Go through the entries and copy every line that has the string "neighboring" in it.

Referring expression pointing data:
•••

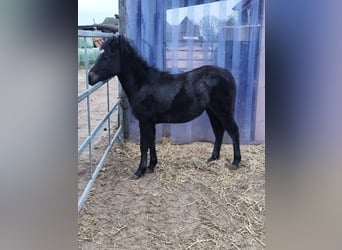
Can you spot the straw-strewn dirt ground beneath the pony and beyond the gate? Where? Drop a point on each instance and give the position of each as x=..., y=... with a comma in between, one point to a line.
x=185, y=204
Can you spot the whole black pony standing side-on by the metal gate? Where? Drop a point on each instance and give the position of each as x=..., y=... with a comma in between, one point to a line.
x=159, y=97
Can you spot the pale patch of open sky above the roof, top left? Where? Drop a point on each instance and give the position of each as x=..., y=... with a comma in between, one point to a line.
x=97, y=9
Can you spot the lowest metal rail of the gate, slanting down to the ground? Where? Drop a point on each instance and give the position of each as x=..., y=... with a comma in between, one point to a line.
x=98, y=168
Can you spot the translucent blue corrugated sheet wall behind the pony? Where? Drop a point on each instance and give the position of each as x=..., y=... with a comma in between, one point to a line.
x=171, y=36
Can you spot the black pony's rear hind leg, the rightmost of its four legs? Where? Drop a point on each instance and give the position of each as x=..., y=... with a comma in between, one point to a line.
x=233, y=130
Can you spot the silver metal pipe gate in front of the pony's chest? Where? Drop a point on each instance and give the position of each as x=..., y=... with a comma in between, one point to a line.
x=88, y=141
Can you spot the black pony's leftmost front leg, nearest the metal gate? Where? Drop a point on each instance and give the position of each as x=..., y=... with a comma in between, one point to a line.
x=146, y=134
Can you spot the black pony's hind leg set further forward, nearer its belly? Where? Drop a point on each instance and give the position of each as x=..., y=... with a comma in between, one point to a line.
x=218, y=130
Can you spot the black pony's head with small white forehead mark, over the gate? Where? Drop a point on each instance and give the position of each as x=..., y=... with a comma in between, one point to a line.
x=108, y=62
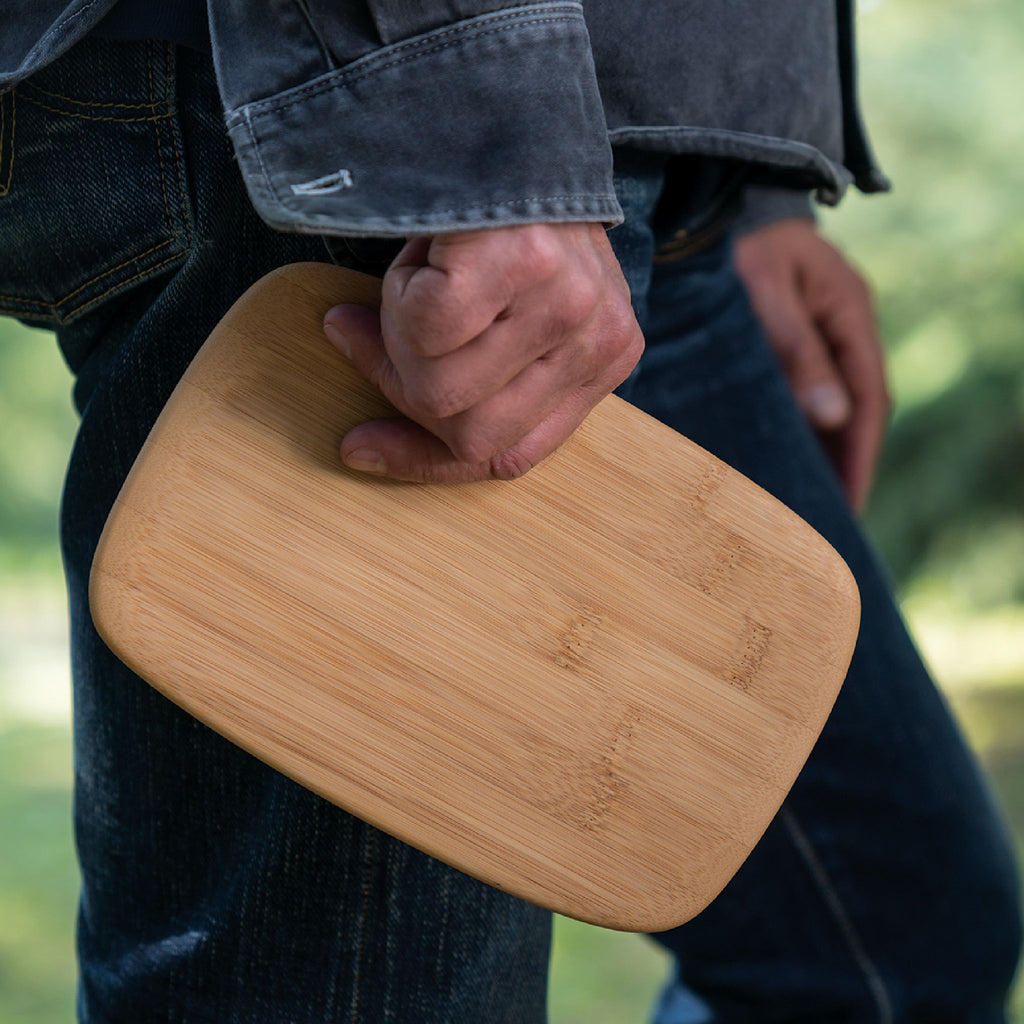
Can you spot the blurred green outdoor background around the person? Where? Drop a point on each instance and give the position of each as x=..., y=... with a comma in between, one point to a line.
x=943, y=88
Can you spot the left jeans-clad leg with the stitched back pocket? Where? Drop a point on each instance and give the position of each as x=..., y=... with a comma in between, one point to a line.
x=214, y=889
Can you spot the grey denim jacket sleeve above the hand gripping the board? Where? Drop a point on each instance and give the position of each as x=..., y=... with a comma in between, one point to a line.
x=401, y=117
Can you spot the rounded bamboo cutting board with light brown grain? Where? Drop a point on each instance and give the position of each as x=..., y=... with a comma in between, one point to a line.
x=591, y=688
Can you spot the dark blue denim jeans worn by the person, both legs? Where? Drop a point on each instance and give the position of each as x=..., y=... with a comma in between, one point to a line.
x=216, y=891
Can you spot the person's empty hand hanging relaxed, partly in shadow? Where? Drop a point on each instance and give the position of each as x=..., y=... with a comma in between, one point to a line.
x=819, y=316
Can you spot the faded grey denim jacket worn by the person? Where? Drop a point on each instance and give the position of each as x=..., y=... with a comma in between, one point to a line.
x=400, y=117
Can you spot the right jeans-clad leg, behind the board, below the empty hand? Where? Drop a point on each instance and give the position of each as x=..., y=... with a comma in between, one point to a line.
x=886, y=889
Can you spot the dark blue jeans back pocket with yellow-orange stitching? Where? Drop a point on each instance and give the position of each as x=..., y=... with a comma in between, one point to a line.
x=94, y=196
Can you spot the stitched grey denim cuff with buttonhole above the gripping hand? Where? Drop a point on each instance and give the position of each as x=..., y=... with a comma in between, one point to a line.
x=492, y=121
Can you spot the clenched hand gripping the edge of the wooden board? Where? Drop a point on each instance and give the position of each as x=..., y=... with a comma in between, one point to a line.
x=496, y=345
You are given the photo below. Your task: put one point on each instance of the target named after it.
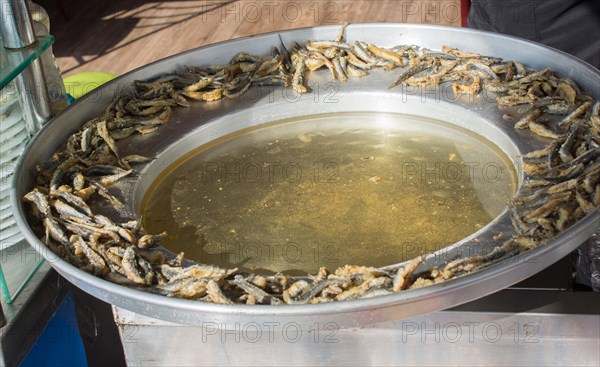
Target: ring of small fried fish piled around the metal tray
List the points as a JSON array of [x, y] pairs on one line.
[[562, 183]]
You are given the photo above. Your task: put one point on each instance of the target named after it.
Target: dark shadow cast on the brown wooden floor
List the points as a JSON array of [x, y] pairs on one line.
[[103, 26]]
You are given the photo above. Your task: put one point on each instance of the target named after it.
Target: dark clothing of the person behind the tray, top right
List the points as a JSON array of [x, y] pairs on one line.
[[572, 26]]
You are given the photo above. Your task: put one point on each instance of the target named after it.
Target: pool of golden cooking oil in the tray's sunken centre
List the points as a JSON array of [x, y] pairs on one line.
[[329, 190]]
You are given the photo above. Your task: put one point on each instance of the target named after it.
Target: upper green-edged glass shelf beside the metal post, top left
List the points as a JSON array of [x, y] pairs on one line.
[[15, 61]]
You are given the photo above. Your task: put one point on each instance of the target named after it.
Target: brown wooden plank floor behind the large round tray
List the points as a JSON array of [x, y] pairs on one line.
[[118, 36]]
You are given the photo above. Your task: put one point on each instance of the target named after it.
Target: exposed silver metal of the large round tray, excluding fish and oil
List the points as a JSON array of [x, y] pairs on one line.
[[203, 122]]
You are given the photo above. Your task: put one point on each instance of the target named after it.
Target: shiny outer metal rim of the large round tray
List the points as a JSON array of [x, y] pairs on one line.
[[176, 309]]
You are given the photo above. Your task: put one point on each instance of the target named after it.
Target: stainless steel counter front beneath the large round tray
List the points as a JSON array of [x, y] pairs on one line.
[[445, 338]]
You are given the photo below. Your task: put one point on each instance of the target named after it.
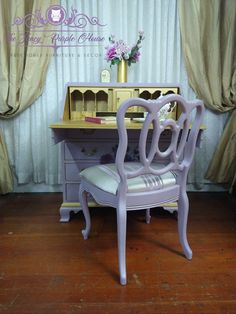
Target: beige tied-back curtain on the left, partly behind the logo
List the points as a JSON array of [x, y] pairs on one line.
[[23, 63]]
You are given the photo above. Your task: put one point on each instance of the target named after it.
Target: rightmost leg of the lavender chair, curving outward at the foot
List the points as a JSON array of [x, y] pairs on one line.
[[183, 207]]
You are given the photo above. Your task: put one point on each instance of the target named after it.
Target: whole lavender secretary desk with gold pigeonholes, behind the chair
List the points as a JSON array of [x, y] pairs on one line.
[[84, 144]]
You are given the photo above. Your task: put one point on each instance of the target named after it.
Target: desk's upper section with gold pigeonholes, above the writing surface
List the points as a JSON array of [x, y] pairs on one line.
[[104, 99]]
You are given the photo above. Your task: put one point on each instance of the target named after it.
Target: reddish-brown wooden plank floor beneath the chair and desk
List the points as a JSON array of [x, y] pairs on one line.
[[46, 266]]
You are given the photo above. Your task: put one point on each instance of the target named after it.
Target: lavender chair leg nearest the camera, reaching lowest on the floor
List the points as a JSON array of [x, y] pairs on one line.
[[121, 238]]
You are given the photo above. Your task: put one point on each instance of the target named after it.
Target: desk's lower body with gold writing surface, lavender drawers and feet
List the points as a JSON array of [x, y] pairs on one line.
[[84, 144]]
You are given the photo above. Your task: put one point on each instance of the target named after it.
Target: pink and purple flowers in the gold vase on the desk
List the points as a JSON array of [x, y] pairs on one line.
[[119, 50]]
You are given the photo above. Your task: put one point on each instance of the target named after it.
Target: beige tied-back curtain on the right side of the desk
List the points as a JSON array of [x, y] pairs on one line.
[[208, 33]]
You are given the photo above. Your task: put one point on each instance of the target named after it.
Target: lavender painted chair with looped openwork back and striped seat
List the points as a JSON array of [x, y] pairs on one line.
[[160, 175]]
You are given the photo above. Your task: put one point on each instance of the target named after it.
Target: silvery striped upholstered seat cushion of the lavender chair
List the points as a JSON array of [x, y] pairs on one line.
[[106, 178]]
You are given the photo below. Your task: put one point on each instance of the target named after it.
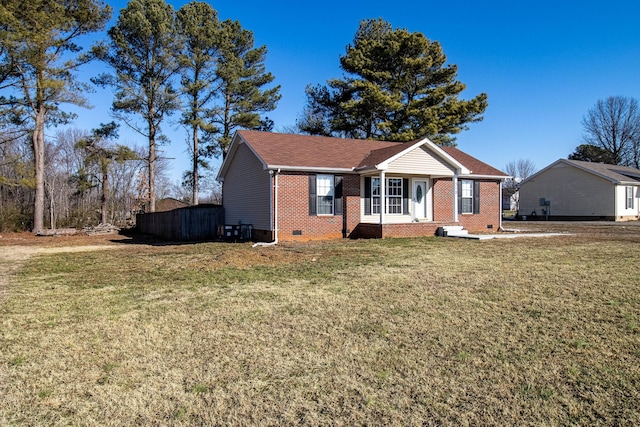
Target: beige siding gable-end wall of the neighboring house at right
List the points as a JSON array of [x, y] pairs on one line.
[[571, 191]]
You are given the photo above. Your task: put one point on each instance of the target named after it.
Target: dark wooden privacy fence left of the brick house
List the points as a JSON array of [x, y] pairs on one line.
[[184, 224]]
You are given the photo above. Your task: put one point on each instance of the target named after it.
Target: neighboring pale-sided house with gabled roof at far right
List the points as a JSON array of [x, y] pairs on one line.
[[573, 189]]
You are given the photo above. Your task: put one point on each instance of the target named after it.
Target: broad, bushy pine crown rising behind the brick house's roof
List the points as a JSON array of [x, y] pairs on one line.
[[397, 87]]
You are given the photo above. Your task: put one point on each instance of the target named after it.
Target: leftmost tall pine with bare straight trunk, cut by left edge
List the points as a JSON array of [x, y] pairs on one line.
[[38, 61]]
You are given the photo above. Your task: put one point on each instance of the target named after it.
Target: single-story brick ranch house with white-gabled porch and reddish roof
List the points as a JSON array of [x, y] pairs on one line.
[[298, 187]]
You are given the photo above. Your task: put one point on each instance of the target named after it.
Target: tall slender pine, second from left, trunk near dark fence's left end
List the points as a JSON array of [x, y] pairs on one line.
[[144, 51]]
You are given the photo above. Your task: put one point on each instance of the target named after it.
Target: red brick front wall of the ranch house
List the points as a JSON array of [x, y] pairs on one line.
[[295, 223]]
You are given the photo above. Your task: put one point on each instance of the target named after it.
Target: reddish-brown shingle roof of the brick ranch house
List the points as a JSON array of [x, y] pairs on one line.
[[304, 151]]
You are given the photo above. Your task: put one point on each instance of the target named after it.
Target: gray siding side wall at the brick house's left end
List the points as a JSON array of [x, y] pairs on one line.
[[246, 192]]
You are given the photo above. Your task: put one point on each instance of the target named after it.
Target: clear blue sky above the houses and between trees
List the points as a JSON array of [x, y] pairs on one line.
[[543, 64]]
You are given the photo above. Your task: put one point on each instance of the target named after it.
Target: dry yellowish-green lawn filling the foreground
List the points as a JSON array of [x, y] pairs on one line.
[[405, 332]]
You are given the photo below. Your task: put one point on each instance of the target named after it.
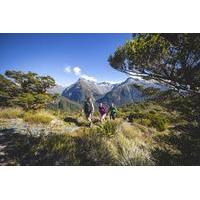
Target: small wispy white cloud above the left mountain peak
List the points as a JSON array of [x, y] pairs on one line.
[[78, 72]]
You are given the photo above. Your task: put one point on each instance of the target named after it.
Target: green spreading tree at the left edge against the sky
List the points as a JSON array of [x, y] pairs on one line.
[[28, 90]]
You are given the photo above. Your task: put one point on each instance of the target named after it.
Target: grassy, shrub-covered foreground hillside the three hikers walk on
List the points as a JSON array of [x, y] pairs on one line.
[[153, 132]]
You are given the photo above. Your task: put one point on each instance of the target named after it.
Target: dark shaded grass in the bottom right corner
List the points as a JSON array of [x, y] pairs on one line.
[[186, 144]]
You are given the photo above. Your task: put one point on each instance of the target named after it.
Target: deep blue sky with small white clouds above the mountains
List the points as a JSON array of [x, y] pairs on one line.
[[65, 57]]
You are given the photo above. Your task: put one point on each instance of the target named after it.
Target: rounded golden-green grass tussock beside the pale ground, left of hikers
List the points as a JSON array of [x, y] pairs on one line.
[[42, 117]]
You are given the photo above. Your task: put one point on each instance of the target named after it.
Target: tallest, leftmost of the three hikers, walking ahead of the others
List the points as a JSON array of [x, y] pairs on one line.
[[89, 109]]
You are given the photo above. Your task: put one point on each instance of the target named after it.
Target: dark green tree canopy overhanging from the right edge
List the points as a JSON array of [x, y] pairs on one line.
[[170, 58]]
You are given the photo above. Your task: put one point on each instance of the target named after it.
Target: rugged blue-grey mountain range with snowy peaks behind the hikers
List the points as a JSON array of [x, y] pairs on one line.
[[129, 91]]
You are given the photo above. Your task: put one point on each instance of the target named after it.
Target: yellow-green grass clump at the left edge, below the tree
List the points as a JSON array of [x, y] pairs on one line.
[[11, 113]]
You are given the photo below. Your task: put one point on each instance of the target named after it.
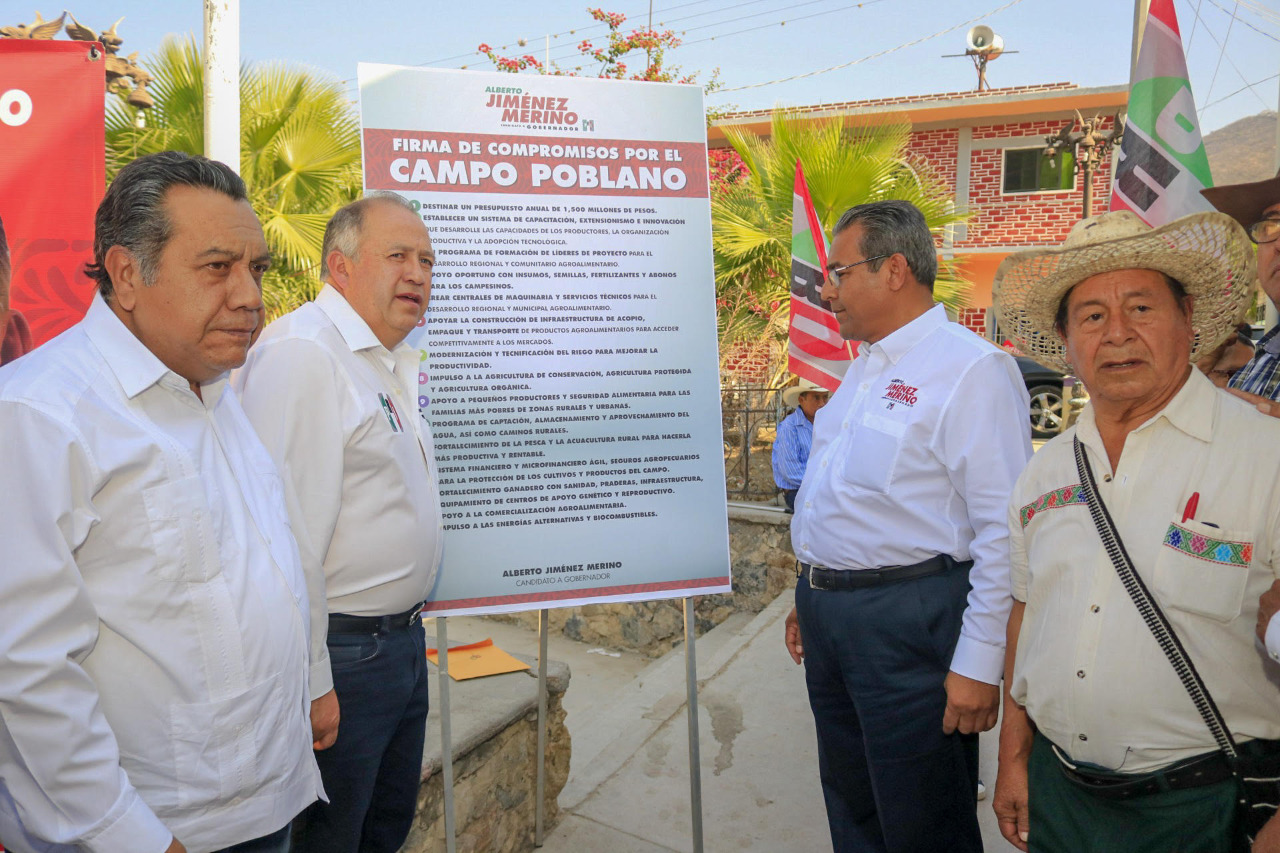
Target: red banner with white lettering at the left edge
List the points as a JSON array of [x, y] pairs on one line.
[[52, 180]]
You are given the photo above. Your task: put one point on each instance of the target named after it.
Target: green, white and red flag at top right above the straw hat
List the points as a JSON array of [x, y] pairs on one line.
[[1163, 162]]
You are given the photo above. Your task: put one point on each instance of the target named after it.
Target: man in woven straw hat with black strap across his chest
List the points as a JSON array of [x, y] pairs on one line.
[[1103, 747]]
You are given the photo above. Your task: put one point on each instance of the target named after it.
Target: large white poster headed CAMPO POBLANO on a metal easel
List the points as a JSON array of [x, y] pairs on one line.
[[570, 370]]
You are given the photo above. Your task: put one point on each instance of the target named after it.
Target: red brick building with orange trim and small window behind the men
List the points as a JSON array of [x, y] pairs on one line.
[[989, 148]]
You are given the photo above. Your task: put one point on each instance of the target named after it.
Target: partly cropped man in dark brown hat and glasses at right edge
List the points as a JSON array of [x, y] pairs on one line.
[[1258, 208]]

•••

## OUTPUT
Target: beige siding gable-end wall of the neighboring house at right
Target: neighboring pale-sided house with gabled roof at far right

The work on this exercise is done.